* Ausgewählter Text
• • •

Mit The Dream Syndicate ist wieder zu rechnen. Foto: Anti/Chris Sikich

Mit ihrem rauen, psychedelischen Gitarrenrock waren The Dream Syndicate in den 80ern Außenseiter - und zugleich Wegbereiter für den Sound des nächsten Jahrzehnts. Doch da hatte sich das Quartett um Steve Wynn bereits aufgelöst.

Die Früchte ihrer Pionierleistung konnte die Underground-Band also nicht mehr gemeinsam genießen. Nun gibt es The Dream Syndicate wieder, weitgehend in 80er-Jahre-Besetzung sogar - mit umjubelten Konzerten und einem fantastischen neuen Album. 

„How Did I Find Myself Here?“ (Anti-) ist nach Wynns Einschätzung erneut eine laute, wilde Platte geworden. „Bewusstseinserweiternd im besten Sinne, eine Droge ohne Drogen. Wie einst bei John Coltrane oder John Lee Hooker - das war für mich schon psychedelische Musik, bevor der Begriff erfunden wurde.“

Tatsächlich kann man sich in den acht teilweise langen Songs auf einem faszinierenden Gitarrenrock-Trip ohne Reuegefühl verlieren. „Es sollte auf keinen Fall eine Art Imitation oder gar Parodie einer Dream-Syndicate-Platte der 80er Jahre sein, sondern der Aufbruch zu etwas Neuem“, betont ein extrem jungenhaft wirkender Steve Wynn (57) im Interview der Deutschen Presse-Agentur in Berlin. „Und ich denke, das haben wir geschafft.“ Stimmt.

• • •

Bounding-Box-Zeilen
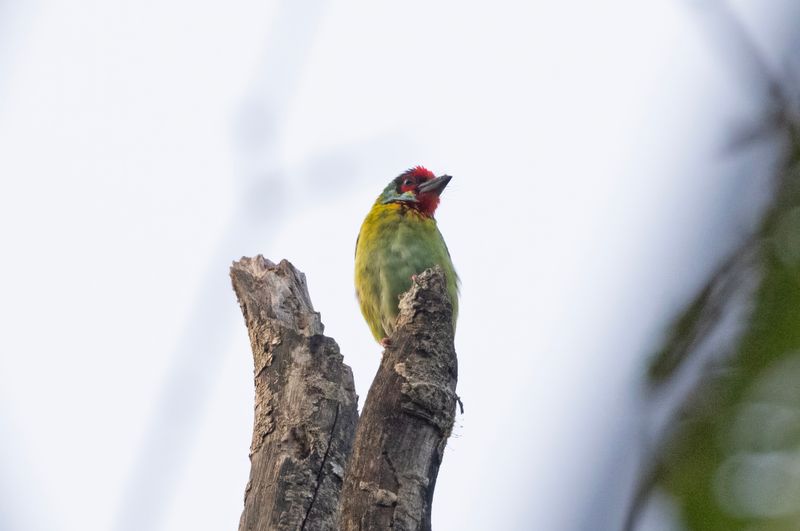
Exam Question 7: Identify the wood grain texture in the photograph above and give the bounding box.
[340,267,458,531]
[231,255,358,531]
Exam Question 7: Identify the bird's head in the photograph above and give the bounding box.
[378,166,452,217]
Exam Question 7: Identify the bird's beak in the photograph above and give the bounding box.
[417,175,452,195]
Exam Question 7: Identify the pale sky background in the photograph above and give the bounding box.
[0,0,798,531]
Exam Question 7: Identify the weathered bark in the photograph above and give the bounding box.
[341,267,458,531]
[231,255,358,531]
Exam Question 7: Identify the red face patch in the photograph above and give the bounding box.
[396,166,439,217]
[397,166,436,192]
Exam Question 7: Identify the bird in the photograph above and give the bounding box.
[355,166,459,347]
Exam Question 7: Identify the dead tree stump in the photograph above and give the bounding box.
[231,256,358,531]
[231,256,458,531]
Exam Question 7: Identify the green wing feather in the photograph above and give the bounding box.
[355,203,458,341]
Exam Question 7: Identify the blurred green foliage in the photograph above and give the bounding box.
[640,141,800,531]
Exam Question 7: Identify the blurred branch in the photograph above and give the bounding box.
[624,2,800,530]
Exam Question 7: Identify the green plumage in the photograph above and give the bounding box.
[355,172,458,342]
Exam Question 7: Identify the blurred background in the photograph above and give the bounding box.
[0,0,800,531]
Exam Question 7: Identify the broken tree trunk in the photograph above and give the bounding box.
[340,267,458,531]
[231,256,458,531]
[231,255,358,531]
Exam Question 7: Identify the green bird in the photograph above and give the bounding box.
[355,166,458,346]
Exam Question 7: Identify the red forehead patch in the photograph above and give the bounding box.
[406,166,436,181]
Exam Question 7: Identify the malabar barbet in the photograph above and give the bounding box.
[355,166,459,346]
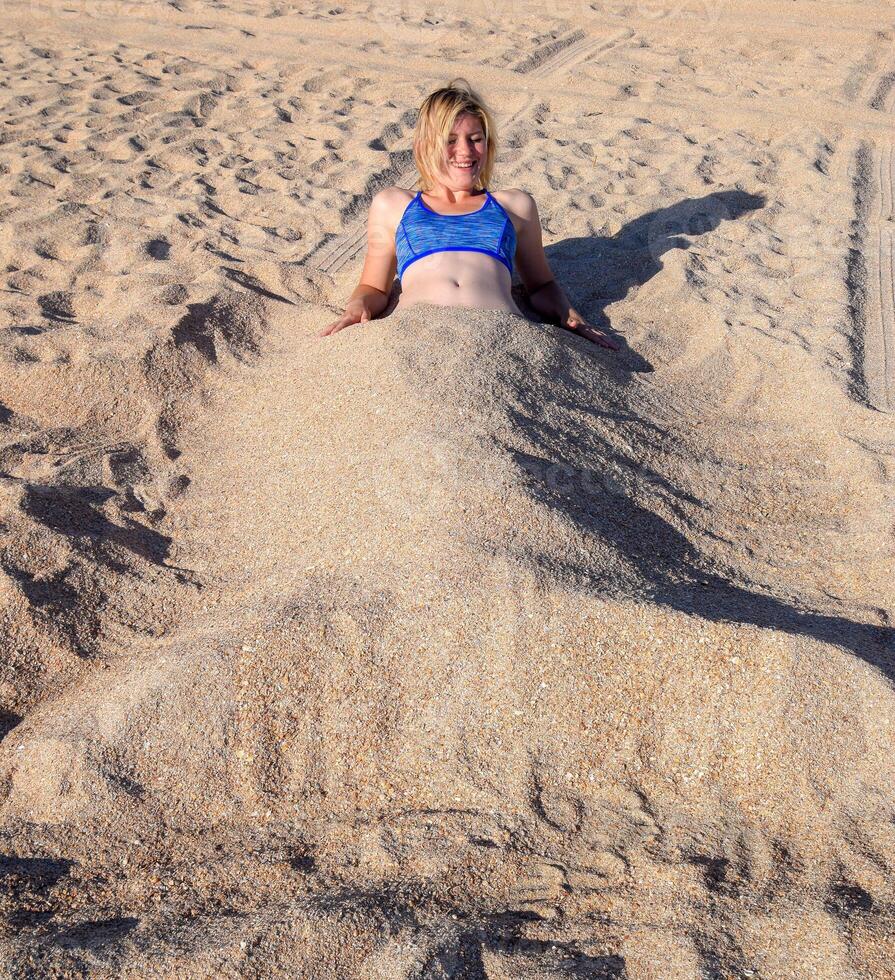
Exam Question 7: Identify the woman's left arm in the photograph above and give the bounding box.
[514,191,619,350]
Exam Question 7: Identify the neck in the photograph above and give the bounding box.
[423,184,485,204]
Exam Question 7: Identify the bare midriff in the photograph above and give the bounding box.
[395,252,523,316]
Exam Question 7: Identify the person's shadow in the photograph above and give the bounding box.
[513,190,766,371]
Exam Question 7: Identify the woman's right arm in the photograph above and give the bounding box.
[317,187,400,337]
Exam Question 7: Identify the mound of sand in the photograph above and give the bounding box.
[3,291,895,978]
[0,0,895,980]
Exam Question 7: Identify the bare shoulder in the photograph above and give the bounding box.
[491,187,538,231]
[370,187,416,228]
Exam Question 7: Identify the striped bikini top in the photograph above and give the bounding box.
[395,191,516,278]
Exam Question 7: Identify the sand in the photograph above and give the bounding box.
[0,0,895,980]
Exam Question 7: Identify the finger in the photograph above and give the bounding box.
[317,316,353,337]
[574,323,620,350]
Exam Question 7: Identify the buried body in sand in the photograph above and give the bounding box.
[2,74,895,980]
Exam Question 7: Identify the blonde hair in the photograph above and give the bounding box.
[413,78,497,191]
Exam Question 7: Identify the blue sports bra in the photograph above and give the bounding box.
[395,191,516,278]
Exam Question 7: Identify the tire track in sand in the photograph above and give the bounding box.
[850,72,895,412]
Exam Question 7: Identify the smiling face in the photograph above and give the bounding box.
[442,112,487,191]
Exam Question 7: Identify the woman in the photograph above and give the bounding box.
[318,79,619,350]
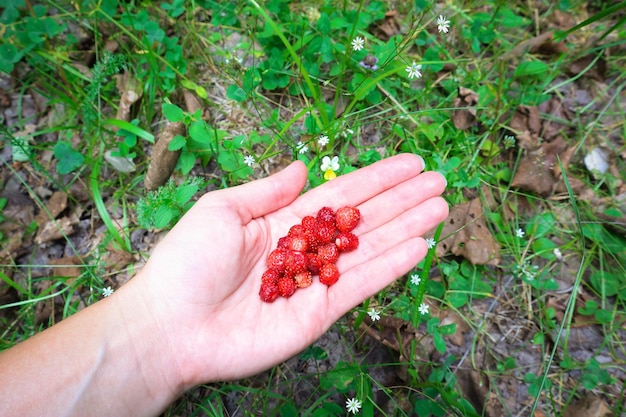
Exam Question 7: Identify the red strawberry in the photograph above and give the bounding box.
[278,277,296,298]
[336,207,361,232]
[320,264,339,286]
[276,236,291,249]
[261,269,283,284]
[316,207,335,226]
[259,282,278,303]
[287,224,304,237]
[315,223,336,243]
[306,253,322,274]
[267,248,290,272]
[293,271,313,288]
[289,235,309,252]
[317,243,339,264]
[302,216,317,230]
[335,232,359,252]
[285,251,308,277]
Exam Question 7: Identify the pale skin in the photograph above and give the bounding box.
[0,154,448,417]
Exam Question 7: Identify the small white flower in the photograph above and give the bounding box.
[367,308,380,321]
[297,142,309,154]
[243,155,256,167]
[320,156,339,181]
[437,15,450,33]
[346,398,361,414]
[552,248,563,262]
[417,303,429,314]
[411,274,422,285]
[406,61,422,78]
[317,135,330,146]
[352,36,365,51]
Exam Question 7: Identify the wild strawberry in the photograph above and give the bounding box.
[301,216,317,230]
[320,264,339,286]
[335,207,361,232]
[293,271,313,288]
[259,282,278,303]
[289,235,309,252]
[317,243,339,264]
[285,251,308,277]
[261,269,283,284]
[335,232,359,252]
[277,277,296,298]
[267,248,290,272]
[315,207,335,226]
[304,229,320,252]
[315,223,336,243]
[306,253,322,274]
[287,224,304,237]
[276,236,291,249]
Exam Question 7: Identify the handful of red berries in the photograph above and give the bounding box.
[259,206,361,303]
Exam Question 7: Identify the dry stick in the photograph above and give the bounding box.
[143,122,185,190]
[143,92,202,191]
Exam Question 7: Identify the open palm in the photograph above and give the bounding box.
[132,154,448,386]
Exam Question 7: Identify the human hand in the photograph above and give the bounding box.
[119,154,448,388]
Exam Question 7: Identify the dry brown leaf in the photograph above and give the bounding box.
[539,98,571,142]
[35,191,67,226]
[563,394,611,417]
[440,310,470,346]
[112,71,143,123]
[509,105,541,149]
[49,256,82,278]
[437,198,500,265]
[568,54,607,82]
[34,214,79,245]
[452,87,478,130]
[500,31,567,60]
[511,136,573,197]
[372,10,400,41]
[144,122,185,191]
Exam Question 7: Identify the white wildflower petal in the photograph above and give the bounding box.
[437,15,450,33]
[406,62,422,78]
[243,155,256,167]
[417,303,429,314]
[346,398,361,414]
[411,274,422,285]
[367,308,380,321]
[351,36,365,51]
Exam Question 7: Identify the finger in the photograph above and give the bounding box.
[295,154,424,213]
[201,161,307,223]
[355,172,446,235]
[328,197,448,309]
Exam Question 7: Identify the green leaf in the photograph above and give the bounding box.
[161,103,185,122]
[513,61,550,78]
[189,122,213,144]
[154,206,176,229]
[174,184,198,206]
[167,135,187,151]
[104,119,154,143]
[52,141,85,175]
[226,84,248,103]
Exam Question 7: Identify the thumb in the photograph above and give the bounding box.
[210,161,307,222]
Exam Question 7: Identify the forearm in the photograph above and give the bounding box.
[0,274,183,416]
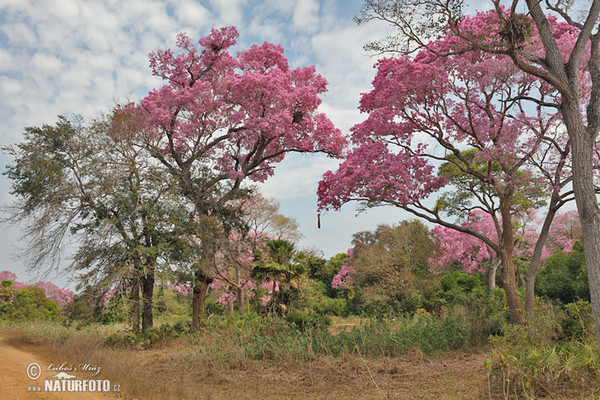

• • •

* Aufgabe A
Warum konnte die Band laut dem Text über The Dream Syndicate die Früchte ihrer Pionierleistung nicht mehr gemeinsam genießen?
* Aufgabe B
Wie viele Songs enthält das neue Album nach dem Text über The Dream Syndicate?
* Aufgabe C
Schreib aus dem Text über The Dream Syndicate die Stelle von „Mit The Dream“ bis „fantastischen neuen Album.“ wörtlich ab.

* Erwartete Ausgabe A
Die Band war mit ihrem rauen, psychedelischen Gitarrenrock Wegbereiter für den Sound des nächsten Jahrzehnts. Als dieser Sound kam, hatte sich das Quartett um Steve Wynn aber schon aufgelöst.

* Erwartete Ausgabe B
Acht, zum Teil lange Songs.

* Erwartete Ausgabe C
Mit The Dream Syndicate ist wieder zu rechnen. Foto: Anti/Chris Sikich

Mit ihrem rauen, psychedelischen Gitarrenrock waren The Dream Syndicate in den 80ern Außenseiter - und zugleich Wegbereiter für den Sound des nächsten Jahrzehnts. Doch da hatte sich das Quartett um Steve Wynn bereits aufgelöst.

Die Früchte ihrer Pionierleistung konnte die Underground-Band also nicht mehr gemeinsam genießen. Nun gibt es The Dream Syndicate wieder, weitgehend in 80er-Jahre-Besetzung sogar - mit umjubelten Konzerten und einem fantastischen neuen Album.